Rewrite every line of the listing from the line containing "Pest-scouting request: point out the white cabinet" through the end of the listing, both ends included. Increase every coordinate in the answers by 36, and leave all other lines unchanged.
— start Recorded data —
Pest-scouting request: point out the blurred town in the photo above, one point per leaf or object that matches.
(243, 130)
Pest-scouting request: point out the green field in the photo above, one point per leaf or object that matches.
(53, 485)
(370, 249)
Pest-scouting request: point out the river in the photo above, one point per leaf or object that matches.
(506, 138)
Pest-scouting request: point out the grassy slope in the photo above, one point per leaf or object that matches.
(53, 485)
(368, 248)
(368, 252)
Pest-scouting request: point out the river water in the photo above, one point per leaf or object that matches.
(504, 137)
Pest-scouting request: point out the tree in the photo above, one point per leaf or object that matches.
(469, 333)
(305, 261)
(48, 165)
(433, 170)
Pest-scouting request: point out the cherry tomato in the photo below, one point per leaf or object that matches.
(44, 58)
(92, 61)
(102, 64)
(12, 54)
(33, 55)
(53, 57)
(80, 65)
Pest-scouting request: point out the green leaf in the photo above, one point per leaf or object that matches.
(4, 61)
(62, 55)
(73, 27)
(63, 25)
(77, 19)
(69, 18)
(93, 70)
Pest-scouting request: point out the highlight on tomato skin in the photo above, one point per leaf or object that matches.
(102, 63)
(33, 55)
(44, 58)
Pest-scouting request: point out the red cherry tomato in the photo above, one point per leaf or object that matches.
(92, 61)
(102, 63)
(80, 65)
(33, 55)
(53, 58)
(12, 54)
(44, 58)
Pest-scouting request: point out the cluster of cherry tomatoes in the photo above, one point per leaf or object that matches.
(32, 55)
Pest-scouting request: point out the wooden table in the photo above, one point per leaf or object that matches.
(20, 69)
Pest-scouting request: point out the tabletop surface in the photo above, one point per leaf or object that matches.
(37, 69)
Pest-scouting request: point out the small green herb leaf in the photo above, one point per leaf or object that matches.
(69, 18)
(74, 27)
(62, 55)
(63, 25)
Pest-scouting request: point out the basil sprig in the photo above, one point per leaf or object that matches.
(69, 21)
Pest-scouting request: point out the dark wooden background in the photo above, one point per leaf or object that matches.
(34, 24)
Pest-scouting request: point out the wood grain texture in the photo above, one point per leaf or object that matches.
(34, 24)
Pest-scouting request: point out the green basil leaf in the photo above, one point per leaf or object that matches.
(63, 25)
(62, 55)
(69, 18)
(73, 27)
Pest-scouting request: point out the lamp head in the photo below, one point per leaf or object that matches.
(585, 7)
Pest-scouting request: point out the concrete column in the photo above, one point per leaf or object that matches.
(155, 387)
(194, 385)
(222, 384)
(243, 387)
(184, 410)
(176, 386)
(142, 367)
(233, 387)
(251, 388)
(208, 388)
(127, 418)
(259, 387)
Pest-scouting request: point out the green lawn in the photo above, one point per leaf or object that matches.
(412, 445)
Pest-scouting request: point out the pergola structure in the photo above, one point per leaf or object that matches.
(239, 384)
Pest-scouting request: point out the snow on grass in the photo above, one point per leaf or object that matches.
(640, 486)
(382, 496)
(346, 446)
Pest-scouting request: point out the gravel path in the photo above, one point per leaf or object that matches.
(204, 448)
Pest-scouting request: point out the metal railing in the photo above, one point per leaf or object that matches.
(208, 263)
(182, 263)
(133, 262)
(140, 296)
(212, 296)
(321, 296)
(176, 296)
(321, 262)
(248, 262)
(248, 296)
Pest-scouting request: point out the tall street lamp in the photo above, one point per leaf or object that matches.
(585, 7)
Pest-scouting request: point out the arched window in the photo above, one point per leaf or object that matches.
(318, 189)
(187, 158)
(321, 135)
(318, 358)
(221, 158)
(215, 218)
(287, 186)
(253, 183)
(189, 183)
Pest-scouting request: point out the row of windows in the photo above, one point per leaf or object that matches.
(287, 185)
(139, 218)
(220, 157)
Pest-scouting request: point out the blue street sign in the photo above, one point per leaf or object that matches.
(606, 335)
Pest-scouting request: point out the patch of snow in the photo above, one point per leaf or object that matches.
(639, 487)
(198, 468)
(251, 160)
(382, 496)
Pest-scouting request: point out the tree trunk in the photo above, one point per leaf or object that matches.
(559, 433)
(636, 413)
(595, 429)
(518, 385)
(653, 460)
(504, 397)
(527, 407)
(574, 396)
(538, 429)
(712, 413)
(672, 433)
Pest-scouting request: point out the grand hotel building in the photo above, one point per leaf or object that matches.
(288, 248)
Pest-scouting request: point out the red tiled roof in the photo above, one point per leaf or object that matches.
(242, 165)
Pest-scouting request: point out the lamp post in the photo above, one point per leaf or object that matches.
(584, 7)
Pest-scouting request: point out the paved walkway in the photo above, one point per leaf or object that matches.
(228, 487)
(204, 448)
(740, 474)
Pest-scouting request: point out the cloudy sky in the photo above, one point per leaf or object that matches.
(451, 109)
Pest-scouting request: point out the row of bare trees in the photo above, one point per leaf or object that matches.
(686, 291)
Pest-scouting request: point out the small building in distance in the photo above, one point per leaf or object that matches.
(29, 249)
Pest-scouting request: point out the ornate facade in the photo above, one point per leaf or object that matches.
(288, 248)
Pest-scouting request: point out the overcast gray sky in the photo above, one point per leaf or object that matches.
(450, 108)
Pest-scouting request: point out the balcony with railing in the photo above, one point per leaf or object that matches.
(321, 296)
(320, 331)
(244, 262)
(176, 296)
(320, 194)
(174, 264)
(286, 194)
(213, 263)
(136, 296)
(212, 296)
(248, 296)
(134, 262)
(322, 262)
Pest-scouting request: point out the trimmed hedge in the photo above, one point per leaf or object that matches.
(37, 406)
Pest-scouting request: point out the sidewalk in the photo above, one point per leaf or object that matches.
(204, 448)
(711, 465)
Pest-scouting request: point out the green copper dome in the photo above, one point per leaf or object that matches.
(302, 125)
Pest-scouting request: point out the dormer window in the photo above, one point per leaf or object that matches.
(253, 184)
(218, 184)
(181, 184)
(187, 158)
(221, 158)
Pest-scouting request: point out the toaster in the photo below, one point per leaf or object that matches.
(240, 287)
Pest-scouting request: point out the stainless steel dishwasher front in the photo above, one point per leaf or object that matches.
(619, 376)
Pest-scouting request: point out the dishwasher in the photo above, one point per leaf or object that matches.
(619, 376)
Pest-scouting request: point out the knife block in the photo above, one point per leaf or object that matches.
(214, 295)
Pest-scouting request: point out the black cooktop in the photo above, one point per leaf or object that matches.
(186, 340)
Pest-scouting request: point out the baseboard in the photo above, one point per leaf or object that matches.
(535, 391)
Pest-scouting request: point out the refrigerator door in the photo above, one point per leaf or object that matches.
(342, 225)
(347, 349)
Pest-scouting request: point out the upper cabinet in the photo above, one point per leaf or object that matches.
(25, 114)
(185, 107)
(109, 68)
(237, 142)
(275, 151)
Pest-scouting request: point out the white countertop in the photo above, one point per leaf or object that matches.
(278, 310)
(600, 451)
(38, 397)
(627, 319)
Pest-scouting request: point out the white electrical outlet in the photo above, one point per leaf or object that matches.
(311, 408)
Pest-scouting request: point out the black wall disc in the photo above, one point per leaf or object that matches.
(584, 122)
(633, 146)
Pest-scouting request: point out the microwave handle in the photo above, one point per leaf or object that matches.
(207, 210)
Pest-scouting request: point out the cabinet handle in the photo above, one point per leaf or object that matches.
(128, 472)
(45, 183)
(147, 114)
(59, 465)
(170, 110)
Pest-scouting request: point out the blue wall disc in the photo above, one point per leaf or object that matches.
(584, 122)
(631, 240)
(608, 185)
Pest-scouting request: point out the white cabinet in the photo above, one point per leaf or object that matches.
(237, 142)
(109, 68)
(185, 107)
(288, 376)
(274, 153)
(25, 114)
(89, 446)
— end Recorded data —
Solution to this problem
Pest-scouting request: point out the white cabinet in the photo above, one point per leaf or object that matches.
(273, 178)
(145, 104)
(221, 143)
(324, 412)
(310, 189)
(61, 150)
(125, 482)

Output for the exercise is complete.